Input for this task
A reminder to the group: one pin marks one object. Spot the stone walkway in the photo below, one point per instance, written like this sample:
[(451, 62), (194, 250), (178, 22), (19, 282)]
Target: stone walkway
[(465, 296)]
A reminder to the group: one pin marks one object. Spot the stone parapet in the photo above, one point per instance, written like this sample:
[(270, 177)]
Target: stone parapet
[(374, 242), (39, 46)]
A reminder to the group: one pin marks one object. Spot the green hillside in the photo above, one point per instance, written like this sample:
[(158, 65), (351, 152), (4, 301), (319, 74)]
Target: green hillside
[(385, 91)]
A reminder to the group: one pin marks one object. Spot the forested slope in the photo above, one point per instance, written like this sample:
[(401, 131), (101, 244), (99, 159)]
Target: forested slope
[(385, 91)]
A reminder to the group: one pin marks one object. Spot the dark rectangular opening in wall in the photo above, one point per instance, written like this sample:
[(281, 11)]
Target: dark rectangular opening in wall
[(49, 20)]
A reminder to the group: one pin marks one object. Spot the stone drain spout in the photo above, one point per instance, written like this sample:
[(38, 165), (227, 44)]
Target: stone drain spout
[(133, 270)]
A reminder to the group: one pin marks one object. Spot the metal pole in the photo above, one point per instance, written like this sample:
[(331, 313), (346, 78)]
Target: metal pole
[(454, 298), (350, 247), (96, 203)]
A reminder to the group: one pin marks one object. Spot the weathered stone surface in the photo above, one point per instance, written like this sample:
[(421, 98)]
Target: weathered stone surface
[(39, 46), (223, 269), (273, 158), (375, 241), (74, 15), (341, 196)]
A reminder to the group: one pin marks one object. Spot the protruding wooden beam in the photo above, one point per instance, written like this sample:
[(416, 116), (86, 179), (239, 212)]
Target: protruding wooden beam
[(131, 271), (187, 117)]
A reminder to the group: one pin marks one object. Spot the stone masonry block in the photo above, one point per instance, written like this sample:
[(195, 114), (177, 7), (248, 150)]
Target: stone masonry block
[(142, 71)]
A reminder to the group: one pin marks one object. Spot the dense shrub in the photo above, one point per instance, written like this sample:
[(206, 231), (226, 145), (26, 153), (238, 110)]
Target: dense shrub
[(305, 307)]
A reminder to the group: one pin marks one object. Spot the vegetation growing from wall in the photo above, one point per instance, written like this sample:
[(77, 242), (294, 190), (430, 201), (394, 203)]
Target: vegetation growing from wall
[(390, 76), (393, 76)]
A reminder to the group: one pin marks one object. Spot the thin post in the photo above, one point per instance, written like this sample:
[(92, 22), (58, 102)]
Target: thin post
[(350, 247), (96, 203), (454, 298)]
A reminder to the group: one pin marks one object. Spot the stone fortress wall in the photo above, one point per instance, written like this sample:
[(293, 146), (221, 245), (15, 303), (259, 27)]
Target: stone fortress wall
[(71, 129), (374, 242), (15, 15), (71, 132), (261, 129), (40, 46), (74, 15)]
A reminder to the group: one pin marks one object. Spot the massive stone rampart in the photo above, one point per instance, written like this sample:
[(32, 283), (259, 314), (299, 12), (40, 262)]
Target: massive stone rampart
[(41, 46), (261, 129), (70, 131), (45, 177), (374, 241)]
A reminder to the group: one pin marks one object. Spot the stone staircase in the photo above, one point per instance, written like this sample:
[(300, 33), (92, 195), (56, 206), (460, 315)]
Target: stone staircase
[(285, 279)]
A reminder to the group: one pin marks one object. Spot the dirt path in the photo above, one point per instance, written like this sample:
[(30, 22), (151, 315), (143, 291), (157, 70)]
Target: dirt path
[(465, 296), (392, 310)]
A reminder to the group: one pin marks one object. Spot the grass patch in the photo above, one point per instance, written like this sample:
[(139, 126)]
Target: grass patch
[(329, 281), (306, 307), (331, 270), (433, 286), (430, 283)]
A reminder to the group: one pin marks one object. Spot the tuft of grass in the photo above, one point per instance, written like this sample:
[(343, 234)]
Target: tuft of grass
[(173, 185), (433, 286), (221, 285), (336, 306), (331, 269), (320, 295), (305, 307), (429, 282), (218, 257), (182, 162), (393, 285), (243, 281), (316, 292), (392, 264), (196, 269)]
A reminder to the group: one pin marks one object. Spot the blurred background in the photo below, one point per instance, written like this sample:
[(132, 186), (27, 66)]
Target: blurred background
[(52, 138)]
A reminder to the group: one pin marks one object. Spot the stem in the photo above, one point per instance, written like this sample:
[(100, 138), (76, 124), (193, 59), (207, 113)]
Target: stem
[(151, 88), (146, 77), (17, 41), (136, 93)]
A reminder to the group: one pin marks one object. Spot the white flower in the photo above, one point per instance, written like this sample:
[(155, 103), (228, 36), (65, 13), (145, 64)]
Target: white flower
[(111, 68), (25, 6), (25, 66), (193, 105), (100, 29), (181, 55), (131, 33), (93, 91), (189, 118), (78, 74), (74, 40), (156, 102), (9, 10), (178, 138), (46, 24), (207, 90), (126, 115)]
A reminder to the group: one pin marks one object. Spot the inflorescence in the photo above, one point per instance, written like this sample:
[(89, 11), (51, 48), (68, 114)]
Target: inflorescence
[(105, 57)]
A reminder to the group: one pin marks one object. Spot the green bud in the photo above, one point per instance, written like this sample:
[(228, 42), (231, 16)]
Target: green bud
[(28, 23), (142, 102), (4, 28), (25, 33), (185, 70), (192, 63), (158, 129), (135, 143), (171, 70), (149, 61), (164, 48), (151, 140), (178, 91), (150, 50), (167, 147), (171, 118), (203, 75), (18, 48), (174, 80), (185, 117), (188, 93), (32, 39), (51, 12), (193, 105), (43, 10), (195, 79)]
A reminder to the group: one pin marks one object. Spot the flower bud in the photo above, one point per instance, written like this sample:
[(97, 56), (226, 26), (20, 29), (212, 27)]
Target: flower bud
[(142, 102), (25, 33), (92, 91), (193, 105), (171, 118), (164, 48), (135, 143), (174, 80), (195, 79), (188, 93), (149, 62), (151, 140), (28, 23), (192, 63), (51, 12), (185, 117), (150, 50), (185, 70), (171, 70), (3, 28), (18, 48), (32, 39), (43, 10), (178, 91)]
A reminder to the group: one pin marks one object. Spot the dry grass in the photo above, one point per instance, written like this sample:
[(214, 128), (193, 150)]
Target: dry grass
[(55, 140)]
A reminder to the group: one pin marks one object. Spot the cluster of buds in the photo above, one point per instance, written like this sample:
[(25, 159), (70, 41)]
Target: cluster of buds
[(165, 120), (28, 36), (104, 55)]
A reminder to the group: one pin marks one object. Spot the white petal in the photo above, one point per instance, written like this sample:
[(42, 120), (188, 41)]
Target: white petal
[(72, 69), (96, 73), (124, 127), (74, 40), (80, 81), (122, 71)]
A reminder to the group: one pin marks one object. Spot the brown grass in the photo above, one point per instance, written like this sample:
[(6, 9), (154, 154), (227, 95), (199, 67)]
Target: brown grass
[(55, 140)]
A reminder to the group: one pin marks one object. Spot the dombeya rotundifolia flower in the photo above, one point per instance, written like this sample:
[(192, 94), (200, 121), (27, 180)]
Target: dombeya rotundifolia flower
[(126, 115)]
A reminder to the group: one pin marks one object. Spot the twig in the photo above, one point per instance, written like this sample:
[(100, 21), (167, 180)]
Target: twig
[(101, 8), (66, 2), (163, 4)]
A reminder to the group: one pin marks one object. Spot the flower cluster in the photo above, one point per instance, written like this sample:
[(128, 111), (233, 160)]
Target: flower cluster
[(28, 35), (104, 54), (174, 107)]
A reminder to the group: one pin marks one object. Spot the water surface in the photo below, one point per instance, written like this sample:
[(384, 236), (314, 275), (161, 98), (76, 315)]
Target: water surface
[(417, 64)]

---

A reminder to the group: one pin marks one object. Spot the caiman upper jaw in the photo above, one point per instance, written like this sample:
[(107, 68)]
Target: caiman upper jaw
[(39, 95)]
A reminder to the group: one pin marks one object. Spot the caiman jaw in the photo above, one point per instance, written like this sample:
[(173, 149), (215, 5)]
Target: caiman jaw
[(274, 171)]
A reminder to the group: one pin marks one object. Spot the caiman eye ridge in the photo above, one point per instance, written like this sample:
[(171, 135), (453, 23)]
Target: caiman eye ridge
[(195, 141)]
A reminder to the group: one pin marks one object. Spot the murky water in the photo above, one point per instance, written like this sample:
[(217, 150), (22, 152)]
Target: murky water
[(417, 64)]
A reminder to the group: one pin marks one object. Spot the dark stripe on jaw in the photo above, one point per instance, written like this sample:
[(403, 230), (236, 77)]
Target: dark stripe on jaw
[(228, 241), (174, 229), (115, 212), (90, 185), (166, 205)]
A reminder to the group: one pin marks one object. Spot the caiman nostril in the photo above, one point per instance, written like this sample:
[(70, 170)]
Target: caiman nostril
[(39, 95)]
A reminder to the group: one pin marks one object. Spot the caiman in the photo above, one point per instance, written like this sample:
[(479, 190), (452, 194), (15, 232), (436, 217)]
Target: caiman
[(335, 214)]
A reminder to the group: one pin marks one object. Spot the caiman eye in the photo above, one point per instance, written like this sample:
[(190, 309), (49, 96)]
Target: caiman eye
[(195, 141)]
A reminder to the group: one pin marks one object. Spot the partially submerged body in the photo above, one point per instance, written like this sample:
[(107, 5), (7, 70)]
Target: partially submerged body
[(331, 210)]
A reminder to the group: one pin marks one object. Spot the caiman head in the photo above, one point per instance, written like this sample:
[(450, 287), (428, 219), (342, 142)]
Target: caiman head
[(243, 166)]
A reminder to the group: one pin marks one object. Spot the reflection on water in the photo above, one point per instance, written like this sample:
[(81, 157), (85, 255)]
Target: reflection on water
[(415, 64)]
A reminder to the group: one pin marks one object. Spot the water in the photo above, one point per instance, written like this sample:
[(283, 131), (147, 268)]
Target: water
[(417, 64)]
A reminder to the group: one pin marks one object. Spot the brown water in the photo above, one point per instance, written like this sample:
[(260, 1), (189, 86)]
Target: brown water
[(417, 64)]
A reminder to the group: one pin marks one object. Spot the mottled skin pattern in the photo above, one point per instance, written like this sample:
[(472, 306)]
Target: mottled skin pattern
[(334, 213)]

...

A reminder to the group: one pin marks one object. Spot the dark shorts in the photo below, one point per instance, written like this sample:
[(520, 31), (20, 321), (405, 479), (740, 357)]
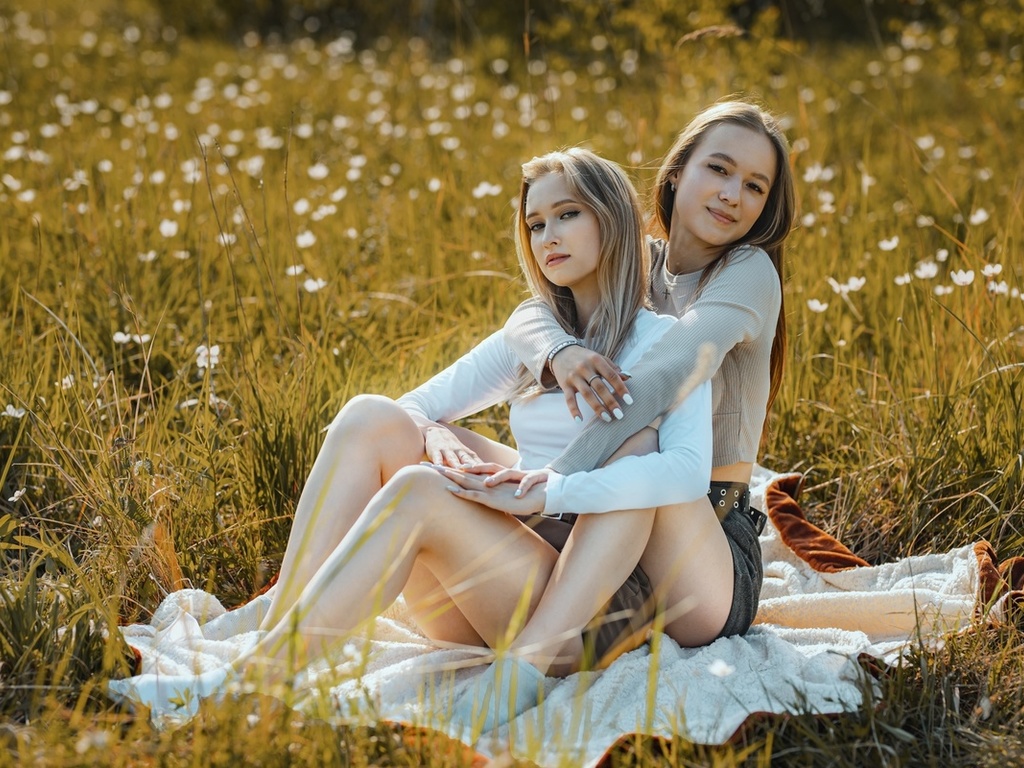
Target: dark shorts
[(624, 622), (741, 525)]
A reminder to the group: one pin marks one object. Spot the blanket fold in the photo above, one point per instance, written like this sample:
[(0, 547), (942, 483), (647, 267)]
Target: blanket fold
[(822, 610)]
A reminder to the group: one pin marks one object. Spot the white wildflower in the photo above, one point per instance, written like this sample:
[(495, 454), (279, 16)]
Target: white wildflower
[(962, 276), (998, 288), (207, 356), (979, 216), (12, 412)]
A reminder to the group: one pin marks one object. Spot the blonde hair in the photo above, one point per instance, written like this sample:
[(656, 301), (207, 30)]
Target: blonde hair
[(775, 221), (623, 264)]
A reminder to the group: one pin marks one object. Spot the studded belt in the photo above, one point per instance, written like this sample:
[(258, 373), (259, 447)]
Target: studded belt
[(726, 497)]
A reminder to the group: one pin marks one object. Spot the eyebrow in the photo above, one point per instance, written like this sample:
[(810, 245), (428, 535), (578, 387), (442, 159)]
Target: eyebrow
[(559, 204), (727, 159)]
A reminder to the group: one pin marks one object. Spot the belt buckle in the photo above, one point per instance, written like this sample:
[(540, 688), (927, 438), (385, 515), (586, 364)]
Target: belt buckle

What you need to do
In the records above, find the line with "[(195, 114), (177, 7), (248, 150)]"; write out exactly that line and each one after it, stopping after the line with "[(300, 33), (92, 195), (56, 206), (460, 315)]".

Solution for this exercise
[(195, 114), (177, 7), (248, 150)]
Target: stone masonry block
[(142, 71)]
A reminder to the group: one pin marks one object. Spot the dense shrub in the photo above, one point per instance, written like this sample:
[(206, 231), (226, 145), (26, 153), (238, 110)]
Target: dense shrub
[(305, 307)]
A reminder to the group: one pin marks one object. Spot the vegetation growing from wall in the photo above, one point per instance, written like this sample:
[(77, 242), (294, 190), (430, 201), (394, 203)]
Target: vegetation growing from wall
[(390, 76), (393, 76)]
A reminder to the group: one pin marks one object. Spot the thin post in the photo above, one point per instance, written like this sample:
[(92, 22), (58, 102)]
Target: thin post
[(350, 247), (96, 203), (454, 298)]
A reminder to the group: one pin marks one object. Spot the stone fortress wall in the photo above, one point per instance, written like this sample:
[(293, 146), (221, 245), (15, 303), (259, 27)]
Target: stone fortress wall
[(71, 129), (374, 242), (15, 15), (71, 132), (261, 129), (40, 46), (74, 15)]
A reminder to the group: one pin marks one object. Spot the massive stone rampart in the photo above, one point per instance, written like this sample:
[(32, 283), (259, 314), (299, 12), (40, 262)]
Target: massive stone rampart
[(41, 46), (261, 129), (70, 131), (45, 177), (374, 241)]
A reminder to the group: one pin marks one object. Spot the stone staircase in the photo above, one point per instance, written like this sample:
[(300, 33), (92, 195), (56, 206), (460, 315)]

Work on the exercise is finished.